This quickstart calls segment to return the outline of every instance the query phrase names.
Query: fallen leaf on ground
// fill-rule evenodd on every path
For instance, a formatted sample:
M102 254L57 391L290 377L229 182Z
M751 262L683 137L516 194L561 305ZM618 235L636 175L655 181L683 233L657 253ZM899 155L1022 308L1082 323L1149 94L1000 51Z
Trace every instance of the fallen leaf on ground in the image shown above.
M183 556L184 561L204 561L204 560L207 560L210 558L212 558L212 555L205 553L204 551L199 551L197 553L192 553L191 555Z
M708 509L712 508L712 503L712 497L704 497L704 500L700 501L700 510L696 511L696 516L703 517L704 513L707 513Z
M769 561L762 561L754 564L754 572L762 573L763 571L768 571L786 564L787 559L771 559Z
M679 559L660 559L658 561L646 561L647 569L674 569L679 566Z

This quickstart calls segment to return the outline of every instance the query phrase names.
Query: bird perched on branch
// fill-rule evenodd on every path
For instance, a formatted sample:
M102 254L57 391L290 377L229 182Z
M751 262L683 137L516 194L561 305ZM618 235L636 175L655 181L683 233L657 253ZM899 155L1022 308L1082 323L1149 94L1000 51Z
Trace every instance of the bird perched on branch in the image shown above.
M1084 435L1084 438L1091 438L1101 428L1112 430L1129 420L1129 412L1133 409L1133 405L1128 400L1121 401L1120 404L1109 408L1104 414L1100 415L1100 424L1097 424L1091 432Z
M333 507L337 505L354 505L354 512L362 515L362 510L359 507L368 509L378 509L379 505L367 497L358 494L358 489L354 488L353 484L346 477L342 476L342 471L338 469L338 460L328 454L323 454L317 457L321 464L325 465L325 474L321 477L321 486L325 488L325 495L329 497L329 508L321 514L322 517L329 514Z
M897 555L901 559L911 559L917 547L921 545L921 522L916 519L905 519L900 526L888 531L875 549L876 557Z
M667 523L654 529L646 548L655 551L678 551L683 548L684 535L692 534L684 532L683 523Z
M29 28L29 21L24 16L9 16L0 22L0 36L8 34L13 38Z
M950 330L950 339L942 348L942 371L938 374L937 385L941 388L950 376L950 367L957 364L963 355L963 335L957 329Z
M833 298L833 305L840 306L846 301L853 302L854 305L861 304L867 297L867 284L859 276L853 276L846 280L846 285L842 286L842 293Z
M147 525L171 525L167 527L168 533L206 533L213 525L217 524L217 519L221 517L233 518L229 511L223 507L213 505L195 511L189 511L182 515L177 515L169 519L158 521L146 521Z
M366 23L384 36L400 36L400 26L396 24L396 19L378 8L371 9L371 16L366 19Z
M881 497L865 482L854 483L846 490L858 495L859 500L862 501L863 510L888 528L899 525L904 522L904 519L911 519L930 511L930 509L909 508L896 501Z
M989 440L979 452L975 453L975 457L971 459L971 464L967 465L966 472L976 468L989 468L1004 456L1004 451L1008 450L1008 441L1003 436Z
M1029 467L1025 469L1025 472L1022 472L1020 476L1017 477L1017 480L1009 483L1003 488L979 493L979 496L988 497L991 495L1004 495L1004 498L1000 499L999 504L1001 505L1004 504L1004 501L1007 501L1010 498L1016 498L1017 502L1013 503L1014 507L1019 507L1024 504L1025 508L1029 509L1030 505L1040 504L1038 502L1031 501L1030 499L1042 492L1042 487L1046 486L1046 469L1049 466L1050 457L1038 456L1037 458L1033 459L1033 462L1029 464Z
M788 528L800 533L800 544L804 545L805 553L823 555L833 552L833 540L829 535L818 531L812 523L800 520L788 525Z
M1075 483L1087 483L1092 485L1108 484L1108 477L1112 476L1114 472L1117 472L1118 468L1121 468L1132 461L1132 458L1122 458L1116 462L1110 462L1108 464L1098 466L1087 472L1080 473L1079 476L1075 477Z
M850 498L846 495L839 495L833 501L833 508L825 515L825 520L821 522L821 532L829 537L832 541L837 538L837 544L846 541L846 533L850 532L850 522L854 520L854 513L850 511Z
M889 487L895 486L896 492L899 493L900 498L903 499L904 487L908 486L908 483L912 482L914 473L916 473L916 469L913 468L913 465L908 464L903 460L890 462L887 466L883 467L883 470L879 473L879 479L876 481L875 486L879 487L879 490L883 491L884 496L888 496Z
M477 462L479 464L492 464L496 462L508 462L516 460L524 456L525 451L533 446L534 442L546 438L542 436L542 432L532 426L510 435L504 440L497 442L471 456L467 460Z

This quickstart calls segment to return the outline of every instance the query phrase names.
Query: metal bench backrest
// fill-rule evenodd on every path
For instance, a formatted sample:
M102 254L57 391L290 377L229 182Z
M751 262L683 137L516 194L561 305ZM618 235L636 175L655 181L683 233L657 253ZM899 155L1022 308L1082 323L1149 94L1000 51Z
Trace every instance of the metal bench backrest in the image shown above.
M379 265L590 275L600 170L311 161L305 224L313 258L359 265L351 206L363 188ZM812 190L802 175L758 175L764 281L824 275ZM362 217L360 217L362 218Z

*WHAT YOU HAVE TO DO*. Copy out the material above in full.

*RESPONSE TO THIS EXERCISE*.
This quickstart calls segment to return the outline of every instance the query phrase names.
Query: fallen leaf on ground
// fill-rule evenodd on every path
For instance, a formatted sample:
M102 254L57 391L290 377L229 182Z
M751 262L683 137L516 194L561 305ZM618 235L636 175L655 181L683 233L657 253ZM899 155L1022 308L1082 323L1149 94L1000 51Z
Trace every instance of the fallen leaf on ground in the image shown above.
M183 556L184 561L204 561L204 560L207 560L210 558L212 558L212 555L205 553L204 551L199 551L197 553L192 553L191 555Z
M708 509L712 508L712 503L712 497L704 497L704 500L700 501L700 510L696 511L696 516L703 517L704 513L707 513Z
M769 561L762 561L754 564L754 572L762 573L763 571L768 571L786 564L787 559L771 559Z
M679 559L660 559L658 561L646 561L647 569L674 569L679 566Z

This quickstart calls segment to return the outline of every instance the query phrase names.
Query: bird perched on branch
// fill-rule evenodd on every path
For instance, a formatted sample:
M102 254L57 391L290 377L229 182Z
M751 262L683 137L516 194L561 305ZM618 235L636 175L655 181L683 233L657 253ZM899 155L1022 308L1082 323L1149 94L1000 51Z
Trace every instance of the bird perched on branch in the image shown above.
M1084 435L1084 438L1091 438L1101 428L1112 430L1129 420L1129 412L1133 409L1133 405L1128 400L1121 401L1120 404L1109 408L1104 414L1100 415L1100 424L1097 424L1091 432Z
M333 507L337 505L354 505L354 512L362 515L362 510L359 507L368 509L378 509L379 505L367 497L358 494L358 489L354 488L353 484L346 477L342 476L342 471L338 469L338 460L328 454L323 454L317 457L321 464L325 465L325 474L321 477L321 486L325 488L325 495L329 497L329 508L321 514L322 517L329 514Z
M897 555L901 559L911 559L917 547L921 545L921 522L916 519L905 519L900 526L888 531L875 549L876 557Z
M667 523L654 529L646 548L655 551L678 551L683 548L684 535L692 534L684 532L683 523Z
M29 28L29 21L24 16L9 16L0 22L0 36L8 34L13 38Z
M950 330L950 339L942 348L942 371L938 374L937 385L941 388L950 376L950 367L957 364L963 355L963 335L957 329Z
M833 298L833 305L840 306L846 301L853 302L854 305L861 304L867 297L867 284L859 276L853 276L846 280L846 285L842 286L842 293Z
M147 525L171 525L167 527L168 533L206 533L213 525L217 524L217 519L221 517L233 518L229 511L223 507L213 505L195 511L189 511L182 515L177 515L169 519L158 521L146 521Z
M366 23L384 36L400 36L400 26L396 24L396 19L378 8L371 9L371 16L366 19Z
M881 497L865 482L854 483L846 490L858 495L859 500L862 501L863 510L888 528L899 525L904 522L904 519L911 519L930 511L930 509L909 508L896 501Z
M989 440L979 452L975 453L975 457L971 459L971 464L967 465L966 472L976 468L989 468L1004 456L1004 451L1008 450L1008 441L1003 436Z
M1029 467L1025 469L1025 472L1022 472L1020 476L1017 477L1017 480L1009 483L1003 488L979 493L979 496L988 497L991 495L1004 495L1004 498L1000 499L999 504L1001 505L1004 504L1004 501L1007 501L1010 498L1016 498L1017 502L1013 503L1014 507L1019 507L1024 504L1025 508L1029 509L1030 505L1040 504L1038 502L1031 501L1030 499L1042 492L1042 487L1046 486L1046 469L1049 466L1050 457L1038 456L1037 458L1033 459L1033 462L1029 464Z
M788 528L800 533L800 544L804 545L805 553L823 555L833 552L833 540L829 535L818 531L812 523L800 520L788 525Z
M1075 483L1087 483L1092 485L1108 484L1108 477L1112 476L1114 472L1117 472L1118 468L1121 468L1132 461L1132 458L1122 458L1116 462L1110 462L1108 464L1098 466L1087 472L1080 473L1079 476L1075 477Z
M850 498L846 495L839 495L833 501L833 508L825 515L825 520L821 522L821 532L829 537L832 541L837 538L837 544L846 541L846 533L850 532L850 522L854 520L854 513L850 511Z
M889 487L895 486L896 492L899 493L900 498L903 499L904 487L908 486L908 483L912 482L914 473L916 473L916 469L913 468L913 465L908 464L903 460L890 462L887 466L883 467L883 470L879 473L879 479L876 481L875 486L879 487L879 490L883 491L884 496L888 496Z
M477 462L479 464L492 464L496 462L508 462L516 460L524 456L525 451L533 446L534 442L546 438L542 436L542 432L532 426L510 435L504 440L497 442L471 456L467 460Z

This quickstart calls segment to return the outline of every instance the query phrase names.
Query: metal bench backrest
// fill-rule evenodd on every path
For instance, a formatted sample:
M102 254L57 391L290 377L229 182Z
M751 262L683 137L516 194L561 305ZM618 235L636 175L655 181L683 233L657 253ZM899 155L1022 308L1082 323L1149 94L1000 51Z
Trace every instance of the metal bench backrest in the image shown above.
M379 265L590 275L600 170L311 161L305 224L313 258L359 265L351 206L363 188ZM812 190L802 175L758 175L764 281L824 275ZM362 217L360 217L362 218Z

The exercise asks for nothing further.